> [FRAGMENT STRONY]
%%

Do pierwszej walki Michała Kity z Darko Stosiciem doszło 5 czerwca 2021 roku na gali KSW 61. Panowie postawili w tym boju na mocne stójkowe wymiany i chociaż początkowo wydawało się, że to Polak przejął w starciu inicjatywę i systematycznie rozbija rywala, Serb nagle trafił potężnym uderzeniem, po którym już na macie dokończył dzieła zniszczenia.
- Uwielbiam wyzwania i udowodnię, że w naszej pierwszej walce z Darko Stosiciem to lucky punch zadecydował o wyniku. Najbardziej boli to, że zdajesz sobie sprawę, że jesteś lepszym zawodnikiem i popełniłeś jakiś błąd, który rywal wykorzystał. To jest też element tej gry, tego sportu. Trzeba umieć wykorzystać swoje szanse. Dlatego dążę do tego, żeby udowodnić, że to był szczęśliwy traf, a ja jestem lepszym zawodnikiem - powiedział Michał Kita w oficjalnej zapowiedzi walki.

%%

> [ZAPISY]
%%

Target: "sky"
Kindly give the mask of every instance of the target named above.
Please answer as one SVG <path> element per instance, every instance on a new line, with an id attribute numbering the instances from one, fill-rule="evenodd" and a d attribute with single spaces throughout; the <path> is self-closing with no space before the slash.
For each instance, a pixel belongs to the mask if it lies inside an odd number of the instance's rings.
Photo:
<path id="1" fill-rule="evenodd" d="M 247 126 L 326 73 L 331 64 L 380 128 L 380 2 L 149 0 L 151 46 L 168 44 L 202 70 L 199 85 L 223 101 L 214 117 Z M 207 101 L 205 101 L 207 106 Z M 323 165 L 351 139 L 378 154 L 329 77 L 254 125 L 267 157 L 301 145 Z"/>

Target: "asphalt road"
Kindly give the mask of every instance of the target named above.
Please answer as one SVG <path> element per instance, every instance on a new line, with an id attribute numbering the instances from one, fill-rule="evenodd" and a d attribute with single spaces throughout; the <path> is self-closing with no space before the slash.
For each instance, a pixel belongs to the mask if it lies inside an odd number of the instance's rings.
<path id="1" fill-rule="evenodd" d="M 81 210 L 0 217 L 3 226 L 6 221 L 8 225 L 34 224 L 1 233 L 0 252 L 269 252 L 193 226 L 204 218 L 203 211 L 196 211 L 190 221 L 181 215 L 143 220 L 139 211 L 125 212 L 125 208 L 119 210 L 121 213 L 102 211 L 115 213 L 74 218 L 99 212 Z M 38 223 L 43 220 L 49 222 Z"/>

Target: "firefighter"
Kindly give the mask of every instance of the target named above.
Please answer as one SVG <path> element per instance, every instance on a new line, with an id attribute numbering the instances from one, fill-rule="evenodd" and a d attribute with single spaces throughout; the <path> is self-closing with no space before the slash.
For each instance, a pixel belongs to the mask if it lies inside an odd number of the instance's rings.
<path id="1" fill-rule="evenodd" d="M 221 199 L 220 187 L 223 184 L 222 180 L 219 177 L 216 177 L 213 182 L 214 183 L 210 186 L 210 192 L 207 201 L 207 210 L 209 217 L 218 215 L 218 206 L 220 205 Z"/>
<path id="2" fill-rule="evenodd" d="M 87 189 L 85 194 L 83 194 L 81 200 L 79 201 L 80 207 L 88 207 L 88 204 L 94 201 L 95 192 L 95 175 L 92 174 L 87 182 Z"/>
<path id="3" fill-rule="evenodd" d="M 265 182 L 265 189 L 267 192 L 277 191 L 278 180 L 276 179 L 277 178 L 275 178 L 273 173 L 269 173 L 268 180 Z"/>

%%

> [POLECENIE 1]
Przepisz dosłownie z fragmentu strony wszystko od słów "Do pierwszej walki" w dół aż do słów "dokończył dzieła zniszczenia.".
> [POLECENIE 2]
Odpowiedz na podstawie fragmentu strony na poniższe pytania:
(a) Kiedy i na jakiej gali doszło do pierwszej walki Michała Kity z Darko Stosiciem?
(b) Co według Michała Kity zadecydowało o wyniku tej walki?
(c) Gdzie Michał Kita wypowiedział przytoczone słowa?
> [POLECENIE 3]
W jednym do trzech zdań wyjaśnij na podstawie fragmentu strony, dlaczego Michał Kita chce udowodnić, że jest lepszym zawodnikiem od Darko Stosicia.

> [ROZWIĄZANIE 1]
Do pierwszej walki Michała Kity z Darko Stosiciem doszło 5 czerwca 2021 roku na gali KSW 61. Panowie postawili w tym boju na mocne stójkowe wymiany i chociaż początkowo wydawało się, że to Polak przejął w starciu inicjatywę i systematycznie rozbija rywala, Serb nagle trafił potężnym uderzeniem, po którym już na macie dokończył dzieła zniszczenia.

> [ROZWIĄZANIE 2]
(a) 5 czerwca 2021 roku na gali KSW 61.
(b) Lucky punch, czyli szczęśliwy traf.
(c) W oficjalnej zapowiedzi walki.

> [ROZWIĄZANIE 3]
Kita uważa, że o wyniku ich pierwszej walki zadecydował lucky punch. Najbardziej boli go świadomość, że był lepszym zawodnikiem, a popełnił błąd, który rywal wykorzystał. Dlatego chce pokazać, że zwycięstwo Stosicia było szczęśliwym trafem.